Things to do >>
1 – Can you rewrite the labor column starting at "The Salt of" and ending at "building their strength.", with "working class" changed to "laboring class"?
2 – Could you write the next part of the labor column, picking up after its final sentence?

Ira Grupper irag@iglou.com
LABOR PAEANS— December 2010 - January 2011
Ira Grupper
(published by FORsooth, newspaper of Louisville, Kentucky chapter of F.O.R. [Fellowship of Reconciliation] )
The Salt of the Earth
As the year draws to an end, my mind is divided into two camps. One is almost overwhelmed at the whipping the working class has gotten from the ruling class, all over the world.
The other looks to the poetry and songs of the U.S. working class, and draws hope from this wellspring, a tributary of the worldwide toiling masses, the valiant fightback taking place today in France, Greece, Venezuela, and beginning to cohere in the United States as well, thru One Nation, the creativity of the Steelworkers (USW), the continuing work of the UE (electrical workers) in international solidarity, the fight for Single Payer, the courage of nurses in building their strength.
One problem in the U.S. is class consciousness. A number of years ago I heard the following conversation on the street: Person # 1: “What’s happenin’?” Person # 2: “Aint nothin’ happenin’.” This metaphysical analysis was followed with: Person # 1: ”You aint shit.” Person # 2: “I know.”
Well, truth be known, there are, indeed, things happening. And we are, to be sure, more than just the dregs of creation; in fact, now, as in times past, and notwithstanding automation, “without our brain and muscle not a single wheel would turn.”
How did our consciousness, of our class, of ourselves, fall so low? Here’s how. We are all in the desert, and our mouths are parched and dry. We’re going to die.
Well, comes Ira to the rescue. I tell you there’s a water hole down yonder. Y’all are so grateful you make a mad dash for the water hole. And when you get there you discover there is no water hole. It was a mirage, “an optical phenomenon, esp. in the desert or at sea, by which the image of some object appears displaced above, below, or to one side of its true position as a result of spatial variations of the index of refraction of air.”

Data entries >>
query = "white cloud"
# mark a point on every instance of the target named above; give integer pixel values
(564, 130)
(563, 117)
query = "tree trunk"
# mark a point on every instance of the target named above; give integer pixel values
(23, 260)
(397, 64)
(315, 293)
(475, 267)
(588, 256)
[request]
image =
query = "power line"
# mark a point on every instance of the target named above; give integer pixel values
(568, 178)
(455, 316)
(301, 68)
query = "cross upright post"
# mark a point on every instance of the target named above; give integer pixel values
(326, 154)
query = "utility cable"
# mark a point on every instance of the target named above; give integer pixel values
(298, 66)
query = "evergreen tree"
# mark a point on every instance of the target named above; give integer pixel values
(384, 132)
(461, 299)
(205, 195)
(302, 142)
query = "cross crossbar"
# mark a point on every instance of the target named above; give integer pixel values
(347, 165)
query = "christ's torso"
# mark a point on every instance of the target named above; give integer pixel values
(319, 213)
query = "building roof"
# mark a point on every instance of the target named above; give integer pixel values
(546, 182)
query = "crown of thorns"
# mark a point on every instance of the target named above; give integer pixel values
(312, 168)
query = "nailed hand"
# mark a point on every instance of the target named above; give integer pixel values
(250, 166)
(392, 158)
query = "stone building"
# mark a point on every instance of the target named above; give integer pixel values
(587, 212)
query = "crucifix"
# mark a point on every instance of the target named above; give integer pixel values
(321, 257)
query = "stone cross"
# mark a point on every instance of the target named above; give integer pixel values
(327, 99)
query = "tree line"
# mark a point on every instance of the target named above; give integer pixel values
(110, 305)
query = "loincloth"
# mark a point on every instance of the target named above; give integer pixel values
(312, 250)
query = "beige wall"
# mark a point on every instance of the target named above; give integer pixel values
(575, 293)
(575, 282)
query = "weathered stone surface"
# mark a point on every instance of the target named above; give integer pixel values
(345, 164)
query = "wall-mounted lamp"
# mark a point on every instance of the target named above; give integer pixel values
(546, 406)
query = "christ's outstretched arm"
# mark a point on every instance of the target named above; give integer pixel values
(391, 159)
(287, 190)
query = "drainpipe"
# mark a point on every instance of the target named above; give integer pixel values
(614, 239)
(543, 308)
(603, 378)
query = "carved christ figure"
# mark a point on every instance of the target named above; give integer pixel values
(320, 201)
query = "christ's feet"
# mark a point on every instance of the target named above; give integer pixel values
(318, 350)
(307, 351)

Results >>
1 –
The Salt of the Earth
As the year draws to an end, my mind is divided into two camps. One is almost overwhelmed at the whipping the laboring class has gotten from the ruling class, all over the world.
The other looks to the poetry and songs of the U.S. laboring class, and draws hope from this wellspring, a tributary of the worldwide toiling masses, the valiant fightback taking place today in France, Greece, Venezuela, and beginning to cohere in the United States as well, thru One Nation, the creativity of the Steelworkers (USW), the continuing work of the UE (electrical workers) in international solidarity, the fight for Single Payer, the courage of nurses in building their strength.

2 –
Hell, it aint no spatial variation, but, rather, I done told you a big fat lie. So you rush back to get to me for positing false hope, for tricking you.
But I’ve been busy in the interim. I drank from the real water hole, got strong, and then hired workers to put a high wall around it. And on top: machine guns and machine gun turrets. Y’all return, and I magnanimously tell you: if you want water, if you want sustenance, you will have to work for me.
So, you work for me. But some among you realize that there’s more of you than there are of me, and I get scared. So, I divide you. I get men to think they are better than women, whites to think they are better than non-whites. I set up soup kitchens while I cut folk off unemployment and health insurance. And I keep making money from your labor power.
But, lest you think I have no heart, I take my ill-gotten gains and set up the Ford Foundation, the Rockefeller Foundation, the Melinda and Bill Gates Foundation, aided and abetted by Warren Buffett. Then I pepper you with Fox News and, in the interest of full disclosure, CBS, NBC, ABC and CNN as well. Have mercy.
Still, there is remembrance of the valiant efforts at evolving class consciousness:And so the powers that be call us names: anarchists, communists, hippies, troublemakers. The Brazilian Catholic priest, Dom Helder Camara, responded: “When I gave food to the poor, they called me a saint. When I asked why the poor were hungry, they called me a communist.”
“…we have a glowing dream/ of how fair the world would seem,/ When (men and women)
live their (lives) secure and free./ When the earth is owned by labor,/ And there’s joy
and peace for all,/ In that commonwealth of toil that is to be.”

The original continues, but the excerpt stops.